-- What to work on --
Transcribe the listing word for word.

-- Records supplied --
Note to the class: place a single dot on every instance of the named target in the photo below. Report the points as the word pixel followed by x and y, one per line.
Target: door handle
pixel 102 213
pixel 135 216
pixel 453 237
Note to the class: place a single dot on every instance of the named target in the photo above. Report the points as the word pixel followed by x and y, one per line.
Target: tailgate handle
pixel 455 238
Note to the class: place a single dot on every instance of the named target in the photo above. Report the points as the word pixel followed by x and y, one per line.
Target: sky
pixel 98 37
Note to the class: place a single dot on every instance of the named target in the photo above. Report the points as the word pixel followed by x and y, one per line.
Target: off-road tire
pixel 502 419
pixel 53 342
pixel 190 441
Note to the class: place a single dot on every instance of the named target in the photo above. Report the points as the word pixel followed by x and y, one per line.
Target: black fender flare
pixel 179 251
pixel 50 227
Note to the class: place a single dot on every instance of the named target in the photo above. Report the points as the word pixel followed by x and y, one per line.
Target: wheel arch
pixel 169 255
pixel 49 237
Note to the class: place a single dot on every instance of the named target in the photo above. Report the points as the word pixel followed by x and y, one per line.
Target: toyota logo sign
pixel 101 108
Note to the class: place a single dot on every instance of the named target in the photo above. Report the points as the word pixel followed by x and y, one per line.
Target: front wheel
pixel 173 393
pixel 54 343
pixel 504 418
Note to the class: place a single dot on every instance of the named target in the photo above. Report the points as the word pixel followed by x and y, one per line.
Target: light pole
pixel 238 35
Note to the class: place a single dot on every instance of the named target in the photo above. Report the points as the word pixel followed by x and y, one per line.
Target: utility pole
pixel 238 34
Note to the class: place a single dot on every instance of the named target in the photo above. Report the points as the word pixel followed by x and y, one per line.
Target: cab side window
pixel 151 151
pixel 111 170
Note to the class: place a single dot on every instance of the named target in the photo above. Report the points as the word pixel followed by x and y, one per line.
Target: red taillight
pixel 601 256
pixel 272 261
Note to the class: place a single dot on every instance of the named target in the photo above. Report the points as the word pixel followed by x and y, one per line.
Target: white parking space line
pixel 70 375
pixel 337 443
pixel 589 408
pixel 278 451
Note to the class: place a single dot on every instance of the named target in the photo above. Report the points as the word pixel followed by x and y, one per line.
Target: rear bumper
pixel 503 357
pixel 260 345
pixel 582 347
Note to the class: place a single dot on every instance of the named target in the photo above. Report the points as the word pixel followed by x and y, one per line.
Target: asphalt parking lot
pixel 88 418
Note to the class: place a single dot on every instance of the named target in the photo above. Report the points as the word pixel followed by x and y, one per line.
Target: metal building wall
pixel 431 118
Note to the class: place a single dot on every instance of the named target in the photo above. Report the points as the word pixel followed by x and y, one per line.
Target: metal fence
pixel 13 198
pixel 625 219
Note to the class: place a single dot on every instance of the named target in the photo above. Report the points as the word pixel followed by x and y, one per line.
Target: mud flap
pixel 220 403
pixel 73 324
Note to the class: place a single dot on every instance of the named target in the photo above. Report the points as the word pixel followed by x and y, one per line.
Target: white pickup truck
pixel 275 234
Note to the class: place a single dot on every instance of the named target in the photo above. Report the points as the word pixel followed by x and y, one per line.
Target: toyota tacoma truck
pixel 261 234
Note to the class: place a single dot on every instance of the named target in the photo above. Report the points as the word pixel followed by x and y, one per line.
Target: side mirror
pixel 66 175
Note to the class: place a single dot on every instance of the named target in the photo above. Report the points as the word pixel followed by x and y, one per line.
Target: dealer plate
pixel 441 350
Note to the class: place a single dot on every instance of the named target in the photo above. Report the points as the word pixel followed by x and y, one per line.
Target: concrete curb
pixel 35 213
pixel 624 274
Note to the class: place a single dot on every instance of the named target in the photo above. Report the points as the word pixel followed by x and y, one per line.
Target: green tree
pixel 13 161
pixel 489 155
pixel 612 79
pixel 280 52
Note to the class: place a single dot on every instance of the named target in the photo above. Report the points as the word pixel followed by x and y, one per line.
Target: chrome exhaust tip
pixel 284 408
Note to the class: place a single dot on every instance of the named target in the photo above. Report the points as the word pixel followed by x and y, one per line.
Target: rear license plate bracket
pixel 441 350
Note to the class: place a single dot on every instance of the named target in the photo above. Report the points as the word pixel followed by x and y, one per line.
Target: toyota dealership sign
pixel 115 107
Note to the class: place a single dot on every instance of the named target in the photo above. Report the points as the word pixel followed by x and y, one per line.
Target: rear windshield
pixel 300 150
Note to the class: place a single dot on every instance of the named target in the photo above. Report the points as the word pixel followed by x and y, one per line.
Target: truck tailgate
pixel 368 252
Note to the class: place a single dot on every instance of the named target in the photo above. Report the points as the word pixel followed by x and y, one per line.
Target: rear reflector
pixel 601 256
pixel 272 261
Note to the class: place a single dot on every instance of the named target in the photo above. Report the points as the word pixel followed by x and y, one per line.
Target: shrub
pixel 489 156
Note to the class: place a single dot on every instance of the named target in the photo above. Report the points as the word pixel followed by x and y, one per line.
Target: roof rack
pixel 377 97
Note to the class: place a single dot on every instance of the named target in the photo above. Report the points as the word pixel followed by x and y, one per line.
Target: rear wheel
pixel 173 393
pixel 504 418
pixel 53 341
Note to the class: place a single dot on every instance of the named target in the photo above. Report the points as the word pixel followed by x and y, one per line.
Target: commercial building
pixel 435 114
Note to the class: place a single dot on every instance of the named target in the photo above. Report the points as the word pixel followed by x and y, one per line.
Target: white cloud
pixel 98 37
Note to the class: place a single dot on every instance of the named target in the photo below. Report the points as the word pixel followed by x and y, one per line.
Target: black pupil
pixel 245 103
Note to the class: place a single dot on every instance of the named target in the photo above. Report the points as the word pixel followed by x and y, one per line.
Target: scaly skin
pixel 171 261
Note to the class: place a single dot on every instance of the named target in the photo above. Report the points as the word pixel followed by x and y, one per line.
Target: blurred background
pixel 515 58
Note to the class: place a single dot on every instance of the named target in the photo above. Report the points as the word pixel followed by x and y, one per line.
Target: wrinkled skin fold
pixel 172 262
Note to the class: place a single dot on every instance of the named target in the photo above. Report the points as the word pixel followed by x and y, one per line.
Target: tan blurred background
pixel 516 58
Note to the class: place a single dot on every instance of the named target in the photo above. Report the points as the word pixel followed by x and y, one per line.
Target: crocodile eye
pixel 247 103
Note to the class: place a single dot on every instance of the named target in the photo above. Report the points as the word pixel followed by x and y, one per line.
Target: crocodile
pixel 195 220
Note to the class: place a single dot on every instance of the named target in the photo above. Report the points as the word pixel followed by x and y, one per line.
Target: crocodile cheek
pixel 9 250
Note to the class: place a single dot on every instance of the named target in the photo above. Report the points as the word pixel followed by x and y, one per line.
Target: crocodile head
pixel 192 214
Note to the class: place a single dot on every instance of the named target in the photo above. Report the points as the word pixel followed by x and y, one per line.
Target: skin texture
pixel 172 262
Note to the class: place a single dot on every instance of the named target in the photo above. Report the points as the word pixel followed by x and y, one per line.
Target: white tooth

-- Result --
Note to the class: place a single dot on every instance of the named target in the photo below. Report the points as the word pixel followed by x and y, one per line.
Target: door handle
pixel 102 213
pixel 135 216
pixel 453 237
Note to the class: place a single dot on every instance of the named target in the photo above. Report the points as the word pixel followed by x and y, one per line.
Target: tailgate handle
pixel 455 238
Note to the class: place a single dot on every instance of the named target in the photo above. Report the points as the word pixel followed by x and y, one per line.
Target: sky
pixel 98 37
Note to the class: place a single dot on every instance of the named target in the photo above. Report the points as the word pixel followed by x and y, one per line.
Target: off-road tire
pixel 502 419
pixel 53 342
pixel 190 441
Note to the class: place a single dot on every instance of the named target in the photo above. Report the points as the word pixel followed by x and y, one per line.
Target: black fender flare
pixel 179 251
pixel 50 227
Note to the class: place a single dot on every instance of the named target in the photo above. Report the points as the word pixel followed by x and y, one per line.
Target: wheel arch
pixel 169 255
pixel 49 237
Note to the class: place a single dot on every instance of the named target in the photo above. Report the points as the word pixel followed by x and y, one per line.
Target: toyota logo sign
pixel 101 108
Note to the class: place a single dot on every instance of the named target in the photo above. Report the points as the word pixel followed by x and y, one per line.
Target: front wheel
pixel 173 393
pixel 54 343
pixel 504 418
Note to the class: place a single dot on every instance of the named target in the photo above. Report the points as the word pixel followed by x and y, one per line.
Target: light pole
pixel 238 35
Note to the class: place a single dot on every instance of the named target in the photo above. Report the points as the word pixel followed by x and y, one per line.
Target: utility pole
pixel 238 34
Note to the class: place a single dot on every instance of the named target in the photo above. Report the points as the word pixel followed by x and y, one per line.
Target: cab side window
pixel 151 151
pixel 111 170
Note to the class: place a single dot on every instance of the named target in the photo above. Report the points as the word pixel followed by x and y, one per line.
Target: red taillight
pixel 601 256
pixel 272 261
Note to the class: place a single dot on every instance of the named target in the photo above. Report the points as the word pixel followed by x and y, one per line.
Target: white parking space line
pixel 70 375
pixel 337 443
pixel 589 408
pixel 278 451
Note to the class: place a single dot on every instance of the named target in the photo above. Report the points as the word pixel followed by x and y, one per line.
Target: rear bumper
pixel 503 357
pixel 260 345
pixel 582 347
Note to the class: place a single dot on every instance of the named target in the photo above. Report the points as the word pixel followed by x and y, one per line.
Target: asphalt parking lot
pixel 88 418
Note to the class: place a single dot on every instance of the named target in the photo above. Report the points as the word pixel followed by x and y, one per line.
Target: metal building wall
pixel 431 118
Note to the class: place a single dot on every instance of the named target in the photo above. Report the points as the word pixel followed by x and y, one per line.
Target: metal fence
pixel 13 198
pixel 625 219
Note to the class: place a single dot on every instance of the named target in the photo above. Report the points as the word pixel followed by x and y, one per line.
Target: mud flap
pixel 220 403
pixel 73 324
Note to the class: place a single dot on every instance of the named target in the photo above. Report the points as the word pixel followed by x and y, one per line.
Target: white pickup truck
pixel 275 234
Note to the class: place a single dot on every instance of the named target in the photo above. Report the points as the word pixel followed by x and y, one per line.
Target: toyota tacoma truck
pixel 261 234
Note to the class: place a single dot on every instance of the named target in the photo above. Report the points as the word pixel followed by x and y, one per line.
Target: side mirror
pixel 66 175
Note to the class: place a single dot on every instance of the named target in the photo above. Report the points as the word pixel followed by x and y, one per line.
Target: dealer plate
pixel 441 350
Note to the class: place a single dot on every instance of the named target in the photo above. Report the points as the word pixel followed by x and y, one per line.
Target: concrete curb
pixel 35 213
pixel 624 274
Note to the class: place a single dot on every instance of the named target in the photo above. Report the points as the word pixel followed by x and y, one per line.
Target: green tree
pixel 13 161
pixel 489 155
pixel 612 79
pixel 280 52
Note to the class: place a single dot on every instance of the named target in the photo above. Report the points as the word pixel followed by x and y, one per line.
Target: chrome exhaust tip
pixel 284 408
Note to the class: place a single dot on every instance of the named target in the photo above. Report the points as the word pixel followed by x and y, one per line.
Target: rear license plate bracket
pixel 441 350
Note to the class: place a single dot on every instance of the named target in the photo above. Report the points as the word pixel followed by x and y, one per line.
Target: toyota dealership sign
pixel 115 107
Note to the class: place a single dot on every instance of the named target in the photo above. Report the points as the word pixel followed by x and y, one per line.
Target: rear windshield
pixel 300 150
Note to the class: place a single dot on every instance of the named target in the photo above. Report the points as the word pixel followed by x and y, one per line.
Target: truck tailgate
pixel 368 252
Note to the class: place a single dot on every instance of the named target in the photo above. Report the points as the word pixel followed by x and y, one per line.
Target: rear reflector
pixel 601 256
pixel 272 261
Note to the class: place a single dot on every instance of the named target in the photo above. Report the points as the word pixel followed by x and y, one per line.
Target: shrub
pixel 489 156
Note to the class: place a single dot on every instance of the named target in the photo above. Report the points as the word pixel followed by x and y, one per line.
Target: roof rack
pixel 377 97
Note to the class: place a single dot on every instance of the named target in the photo above. Report the points as the word pixel followed by x and y, one per line.
Target: rear wheel
pixel 173 393
pixel 504 418
pixel 53 341
Note to the class: place a single dot on every instance of the named target in the photo above. Report the points as the word pixel followed by x and y, one per line.
Target: commercial building
pixel 435 114
Note to the class: place a single dot on every instance of the named target in the photo above. Report the points as the word pixel followed by x and y, one per line.
Target: white cloud
pixel 98 37
Note to the class: place a single dot on every instance of the named target in the photo below. Report the points as the word pixel followed by x and y, one per line.
Target: black pupil
pixel 245 103
Note to the class: place a single dot on every instance of the named target in the photo above. Report the points as the word pixel followed by x and y, one per line.
Target: scaly skin
pixel 171 261
Note to the class: place a single dot on every instance of the named target in the photo above. Report the points as the word pixel followed by x and y, one per line.
Target: blurred background
pixel 515 58
Note to the class: place a single dot on every instance of the named target in the photo above. Report the points as the word pixel followed by x and y, one per line.
Target: wrinkled skin fold
pixel 172 262
Note to the class: place a single dot on every instance of the named target in the photo above. Report the points as the word pixel followed by x and y, one per line.
Target: tan blurred background
pixel 516 58
Note to the class: place a single dot on every instance of the named target in the photo above. Report the points as the word pixel followed by x and y, one per line.
Target: crocodile eye
pixel 247 103
Note to the class: place a single dot on every instance of the named target in the photo above. Report the points as the word pixel followed by x and y, one per line.
Target: crocodile
pixel 195 220
Note to the class: place a single dot on every instance of the named target in the photo above. Report the points as the word pixel followed by x and y, one per line.
Target: crocodile cheek
pixel 9 250
Note to the class: place a single dot on every instance of the named target in the photo above. Report the points as the word pixel followed by x and y, one per line.
Target: crocodile head
pixel 192 214
Note to the class: place a single dot on every instance of the named target in the photo above. Report the points as the word pixel followed by x and y, one per line.
Target: skin texture
pixel 172 262
Note to the class: place a single dot on every instance of the named target in the photo above. Report the points as the word pixel followed by x and y, one per line.
Target: white tooth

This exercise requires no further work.